*OBJECTIVE*. Edit the rows below so that every "sprayer" becomes "spreader", and leave everything else unchanged.

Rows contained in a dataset
- - - - -

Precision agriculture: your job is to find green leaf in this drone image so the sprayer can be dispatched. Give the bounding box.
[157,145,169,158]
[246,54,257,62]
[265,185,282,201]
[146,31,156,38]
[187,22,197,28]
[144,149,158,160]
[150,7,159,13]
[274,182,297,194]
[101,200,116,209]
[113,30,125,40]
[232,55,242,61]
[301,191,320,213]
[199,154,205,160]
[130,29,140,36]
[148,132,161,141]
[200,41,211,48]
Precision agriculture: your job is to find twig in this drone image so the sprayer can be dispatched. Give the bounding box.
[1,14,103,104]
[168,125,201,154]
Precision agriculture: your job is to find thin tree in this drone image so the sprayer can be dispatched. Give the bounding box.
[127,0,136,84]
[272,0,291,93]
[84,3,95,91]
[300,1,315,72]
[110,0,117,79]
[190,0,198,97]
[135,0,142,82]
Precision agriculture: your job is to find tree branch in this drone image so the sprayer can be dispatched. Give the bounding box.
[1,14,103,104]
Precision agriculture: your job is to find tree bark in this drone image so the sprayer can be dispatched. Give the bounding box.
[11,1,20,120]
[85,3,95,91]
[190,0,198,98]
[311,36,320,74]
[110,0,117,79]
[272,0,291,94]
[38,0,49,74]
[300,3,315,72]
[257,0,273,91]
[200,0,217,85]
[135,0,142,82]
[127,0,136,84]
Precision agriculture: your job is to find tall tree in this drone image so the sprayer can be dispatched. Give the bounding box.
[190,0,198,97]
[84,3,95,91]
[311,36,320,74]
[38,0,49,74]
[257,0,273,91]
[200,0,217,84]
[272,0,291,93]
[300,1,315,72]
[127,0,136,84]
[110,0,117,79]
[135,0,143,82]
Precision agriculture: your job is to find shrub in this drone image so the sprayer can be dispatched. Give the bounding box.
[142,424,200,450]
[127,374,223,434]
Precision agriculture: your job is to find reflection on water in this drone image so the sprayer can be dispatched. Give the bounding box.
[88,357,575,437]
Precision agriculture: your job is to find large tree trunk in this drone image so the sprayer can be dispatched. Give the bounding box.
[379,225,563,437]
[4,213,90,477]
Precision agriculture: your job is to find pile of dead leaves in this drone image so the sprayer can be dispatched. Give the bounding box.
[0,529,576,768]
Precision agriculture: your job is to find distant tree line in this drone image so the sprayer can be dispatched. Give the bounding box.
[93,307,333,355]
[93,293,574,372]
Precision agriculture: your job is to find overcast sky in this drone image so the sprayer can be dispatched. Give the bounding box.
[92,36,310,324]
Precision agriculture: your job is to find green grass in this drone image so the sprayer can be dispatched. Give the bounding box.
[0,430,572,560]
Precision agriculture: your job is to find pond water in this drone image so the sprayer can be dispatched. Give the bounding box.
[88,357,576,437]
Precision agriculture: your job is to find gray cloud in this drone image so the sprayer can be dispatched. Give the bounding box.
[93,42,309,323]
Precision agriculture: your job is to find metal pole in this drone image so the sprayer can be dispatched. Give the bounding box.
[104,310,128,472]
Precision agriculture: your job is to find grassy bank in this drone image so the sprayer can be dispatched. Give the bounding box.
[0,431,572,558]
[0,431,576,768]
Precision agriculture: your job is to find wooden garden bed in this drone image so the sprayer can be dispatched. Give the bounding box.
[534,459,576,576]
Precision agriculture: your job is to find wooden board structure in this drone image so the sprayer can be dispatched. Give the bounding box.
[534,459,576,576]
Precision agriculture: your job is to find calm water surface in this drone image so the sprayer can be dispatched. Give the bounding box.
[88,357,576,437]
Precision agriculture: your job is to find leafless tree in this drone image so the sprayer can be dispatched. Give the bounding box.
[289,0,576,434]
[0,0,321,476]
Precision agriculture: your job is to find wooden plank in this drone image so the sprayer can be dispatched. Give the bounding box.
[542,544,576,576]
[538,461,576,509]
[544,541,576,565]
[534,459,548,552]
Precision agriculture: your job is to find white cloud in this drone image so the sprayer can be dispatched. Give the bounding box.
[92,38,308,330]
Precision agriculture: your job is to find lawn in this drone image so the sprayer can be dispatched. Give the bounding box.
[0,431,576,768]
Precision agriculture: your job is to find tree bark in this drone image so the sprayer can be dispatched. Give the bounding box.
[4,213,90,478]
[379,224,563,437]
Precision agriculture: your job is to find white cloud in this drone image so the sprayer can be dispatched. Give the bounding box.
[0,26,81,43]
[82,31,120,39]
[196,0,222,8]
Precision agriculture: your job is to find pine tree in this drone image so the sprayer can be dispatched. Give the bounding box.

- - - - -

*EXERCISE RESULT*.
Precision agriculture: your job is to find green leaf in this drone image so the spreader can be dispatched. Give the bounding box.
[157,145,169,158]
[246,54,257,62]
[265,185,282,201]
[146,31,156,38]
[187,22,197,28]
[144,149,158,160]
[150,7,159,13]
[274,182,297,194]
[101,200,116,209]
[113,30,125,40]
[232,55,242,61]
[301,191,320,213]
[199,154,205,160]
[130,29,140,36]
[148,132,161,141]
[200,41,211,48]
Precision agriculture: your job is to find twig in this drone image so the spreader can be dispatched. Give the bounding box.
[1,14,103,104]
[168,125,201,154]
Precision agriculture: your job is to find thin tree in this drone image so the spreader can be dispatched. Give the bounding box.
[127,0,136,84]
[272,0,291,93]
[84,3,95,91]
[300,1,315,72]
[110,0,117,79]
[190,0,198,97]
[135,0,142,82]
Precision agriculture: your job is to find tree branch in this drone image so the spreader can be dispatched. Give the bounding box.
[1,14,103,104]
Precision agriculture: your job is to find tree bark in this drone image so the spreader can be dispatched. Give the bounding box.
[11,1,20,120]
[85,3,95,91]
[190,0,198,98]
[311,36,320,74]
[110,0,117,79]
[272,0,291,94]
[38,0,49,74]
[300,3,315,72]
[257,0,273,91]
[200,0,217,85]
[135,0,142,82]
[127,0,136,84]
Precision agriculture: your job is to find tall tree in this drone image so the spreader can be dispatched. Give the bounding box.
[190,0,198,97]
[84,3,95,91]
[311,36,320,74]
[38,0,49,74]
[257,0,273,91]
[200,0,217,84]
[272,0,291,93]
[300,1,315,72]
[127,0,136,84]
[110,0,117,79]
[135,0,143,82]
Precision agriculture: your job is to find shrub in this drone image so the spreader can be dispatched. Give the bounding box.
[142,424,200,450]
[127,374,223,434]
Precision agriculture: your job is to find reflection on water in this drone image so the spreader can be dispatched. Give the bounding box.
[88,357,575,437]
Precision agriculture: your job is to find large tree trunk in this drone image so the spreader can be dispatched. Give the bounding box.
[379,225,563,437]
[4,213,90,477]
Precision agriculture: your job is to find pile of dead leaves in this drone image so the spreader can be dispatched. Give the bounding box.
[0,529,576,768]
Precision agriculture: your job is to find distant tree line in this drone image so the spreader can be dispatched. Give the bounding box.
[93,307,333,355]
[93,293,574,372]
Precision agriculture: your job is to find overcast sky in this drone image so the spreader can be dispatched. Give the bounding box.
[92,36,310,324]
Precision agriculture: your job is to find green grass in this drone image so the spreader can be dispatched. Give the bounding box.
[0,430,572,560]
Precision agriculture: your job is to find pond water in this drone image so the spreader can be dispatched. Give the bounding box.
[88,357,576,437]
Precision agriculture: your job is to find gray cloud in this drone image so the spreader can be dispatched. Give the bounding box.
[93,42,309,323]
Precision agriculture: your job is to find metal pole in this drone image so the spreader can be dispatched. Give the bounding box.
[104,310,128,472]
Precision agriculture: your job is to find grassy bank in this drone image so the spreader can be dispatched. Give the bounding box.
[0,431,572,558]
[0,431,576,768]
Precision agriculture: your job is to find wooden garden bed in this drone image so the spreader can be dispatched. Give the bounding box.
[534,459,576,576]
Precision agriculture: your job is to find wooden board structure in this drone image so the spreader can be dispatched. Give the bounding box.
[534,459,576,576]
Precision agriculture: your job is to find calm water surface in this drone image so the spreader can be dispatched. Give the bounding box.
[88,357,576,437]
Precision agriculture: your job is to find leafless tree in this drone image so the spreader can be dispatched. Give the bounding box.
[289,0,576,434]
[0,0,321,476]
Precision agriculture: your job is to find wooden plank in this drone image so the spreader can be dispatched. Give the bounding box.
[542,544,576,576]
[538,461,576,509]
[544,541,576,565]
[534,459,548,552]
Precision agriculture: your job is to find white cloud in this drone image so the spreader can be dispatched. Give the bounding box.
[92,38,308,330]
Precision agriculture: your job is to find lawn in this drone image so the spreader can be dispatched. Give the bounding box.
[0,431,576,768]
Precision agriculture: your job is to find tree bark in this drone image so the spreader can be dispatched. Give the bounding box.
[4,213,90,478]
[379,224,563,437]
Precision agriculture: your job is to find white cloud in this drone image so the spreader can be dispatched. Give the bounding box.
[0,26,81,43]
[82,31,120,39]
[196,0,222,8]
Precision agriculture: your job is to find pine tree in this drone image so the spreader can be dispatched. Give the bounding box.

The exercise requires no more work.